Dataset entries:
○ ○ ○ ○ ○ ○ ○
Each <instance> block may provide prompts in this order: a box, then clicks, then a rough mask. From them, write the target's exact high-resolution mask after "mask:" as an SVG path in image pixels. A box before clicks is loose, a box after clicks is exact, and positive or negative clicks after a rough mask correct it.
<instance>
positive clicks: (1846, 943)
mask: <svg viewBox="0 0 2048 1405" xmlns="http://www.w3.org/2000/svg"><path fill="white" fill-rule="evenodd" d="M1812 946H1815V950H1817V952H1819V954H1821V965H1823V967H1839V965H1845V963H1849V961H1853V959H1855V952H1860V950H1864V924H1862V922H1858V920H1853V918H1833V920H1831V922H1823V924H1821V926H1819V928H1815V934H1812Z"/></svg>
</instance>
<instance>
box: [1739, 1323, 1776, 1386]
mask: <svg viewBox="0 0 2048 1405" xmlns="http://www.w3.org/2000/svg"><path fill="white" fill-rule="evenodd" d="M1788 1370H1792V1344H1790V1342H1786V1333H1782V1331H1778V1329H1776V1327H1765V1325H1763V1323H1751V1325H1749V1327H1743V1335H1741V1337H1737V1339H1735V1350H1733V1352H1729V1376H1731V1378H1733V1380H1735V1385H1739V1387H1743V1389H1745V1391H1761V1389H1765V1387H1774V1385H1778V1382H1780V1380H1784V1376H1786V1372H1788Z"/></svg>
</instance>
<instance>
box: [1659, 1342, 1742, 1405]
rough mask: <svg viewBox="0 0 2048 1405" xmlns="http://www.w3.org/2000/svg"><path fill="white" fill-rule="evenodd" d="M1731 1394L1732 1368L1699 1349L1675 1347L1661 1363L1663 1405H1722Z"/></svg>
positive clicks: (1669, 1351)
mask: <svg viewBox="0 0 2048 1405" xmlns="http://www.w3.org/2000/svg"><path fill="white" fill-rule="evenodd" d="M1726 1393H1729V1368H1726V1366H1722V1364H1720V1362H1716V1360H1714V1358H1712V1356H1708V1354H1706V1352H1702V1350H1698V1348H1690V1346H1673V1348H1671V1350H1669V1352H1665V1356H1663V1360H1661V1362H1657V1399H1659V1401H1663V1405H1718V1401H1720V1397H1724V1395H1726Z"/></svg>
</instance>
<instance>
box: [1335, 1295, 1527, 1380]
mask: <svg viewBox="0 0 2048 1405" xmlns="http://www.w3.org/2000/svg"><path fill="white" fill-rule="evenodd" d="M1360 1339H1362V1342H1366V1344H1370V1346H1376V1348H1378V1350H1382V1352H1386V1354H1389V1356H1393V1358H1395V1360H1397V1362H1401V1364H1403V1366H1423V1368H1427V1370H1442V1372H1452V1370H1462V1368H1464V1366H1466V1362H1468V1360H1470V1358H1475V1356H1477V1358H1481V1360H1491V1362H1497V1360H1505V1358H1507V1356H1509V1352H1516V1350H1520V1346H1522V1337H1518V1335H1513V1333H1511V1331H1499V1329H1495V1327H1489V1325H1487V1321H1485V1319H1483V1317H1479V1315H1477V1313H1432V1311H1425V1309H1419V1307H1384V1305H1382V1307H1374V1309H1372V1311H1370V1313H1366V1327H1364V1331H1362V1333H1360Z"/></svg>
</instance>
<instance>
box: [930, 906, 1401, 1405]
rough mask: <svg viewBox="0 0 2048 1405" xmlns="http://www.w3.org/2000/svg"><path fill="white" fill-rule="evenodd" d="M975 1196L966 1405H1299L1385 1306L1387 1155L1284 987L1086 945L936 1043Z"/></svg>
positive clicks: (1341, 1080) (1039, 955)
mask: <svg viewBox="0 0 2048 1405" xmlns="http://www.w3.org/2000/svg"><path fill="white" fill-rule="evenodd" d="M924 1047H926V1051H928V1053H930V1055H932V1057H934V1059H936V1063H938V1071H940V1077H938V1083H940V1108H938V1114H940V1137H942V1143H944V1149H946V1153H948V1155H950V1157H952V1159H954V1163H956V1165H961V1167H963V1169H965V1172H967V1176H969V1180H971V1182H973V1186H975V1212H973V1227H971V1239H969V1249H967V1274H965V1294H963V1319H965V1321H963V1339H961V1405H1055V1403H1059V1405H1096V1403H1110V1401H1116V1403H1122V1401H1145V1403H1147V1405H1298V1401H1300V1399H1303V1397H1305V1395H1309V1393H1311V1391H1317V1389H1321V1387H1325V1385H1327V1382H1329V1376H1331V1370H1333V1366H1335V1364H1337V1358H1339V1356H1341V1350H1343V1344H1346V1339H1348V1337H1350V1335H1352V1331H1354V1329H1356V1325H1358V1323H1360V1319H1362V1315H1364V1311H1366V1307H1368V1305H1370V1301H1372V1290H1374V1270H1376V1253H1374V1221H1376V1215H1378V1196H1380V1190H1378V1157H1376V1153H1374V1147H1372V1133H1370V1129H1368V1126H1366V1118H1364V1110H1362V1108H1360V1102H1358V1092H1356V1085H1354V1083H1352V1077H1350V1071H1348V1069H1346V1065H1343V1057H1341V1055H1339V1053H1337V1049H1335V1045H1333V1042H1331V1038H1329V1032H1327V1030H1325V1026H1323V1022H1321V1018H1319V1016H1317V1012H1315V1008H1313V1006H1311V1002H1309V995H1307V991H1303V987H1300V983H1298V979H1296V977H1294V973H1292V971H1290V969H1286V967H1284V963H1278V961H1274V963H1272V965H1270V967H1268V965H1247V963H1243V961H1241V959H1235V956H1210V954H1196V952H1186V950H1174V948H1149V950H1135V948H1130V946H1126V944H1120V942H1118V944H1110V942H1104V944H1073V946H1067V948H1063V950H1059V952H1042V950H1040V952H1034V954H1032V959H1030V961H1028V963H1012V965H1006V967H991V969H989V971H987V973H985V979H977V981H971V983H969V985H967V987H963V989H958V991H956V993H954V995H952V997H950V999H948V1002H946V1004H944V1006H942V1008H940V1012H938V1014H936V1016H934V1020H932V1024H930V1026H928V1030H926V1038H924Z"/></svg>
○ ○ ○ ○ ○ ○ ○
Please output exactly the lines between the one holding "box: [1335, 1295, 1527, 1380]" and the one holding "box: [930, 906, 1401, 1405]" in the records above, inclusive, and nothing more.

box: [1335, 1295, 1527, 1380]
mask: <svg viewBox="0 0 2048 1405" xmlns="http://www.w3.org/2000/svg"><path fill="white" fill-rule="evenodd" d="M1360 1339H1362V1342H1366V1344H1370V1346H1376V1348H1378V1350H1382V1352H1386V1354H1389V1356H1393V1358H1395V1360H1397V1362H1401V1364H1403V1366H1423V1368H1427V1370H1442V1372H1452V1370H1462V1368H1464V1366H1466V1362H1468V1360H1470V1358H1475V1356H1477V1358H1481V1360H1491V1362H1497V1360H1505V1358H1507V1356H1509V1352H1516V1350H1520V1346H1522V1337H1518V1335H1513V1333H1511V1331H1499V1329H1495V1327H1489V1325H1487V1321H1485V1319H1483V1317H1479V1315H1477V1313H1432V1311H1425V1309H1419V1307H1384V1305H1382V1307H1374V1309H1372V1311H1370V1313H1366V1327H1364V1331H1362V1333H1360Z"/></svg>
</instance>
<instance>
box: [930, 906, 1401, 1405]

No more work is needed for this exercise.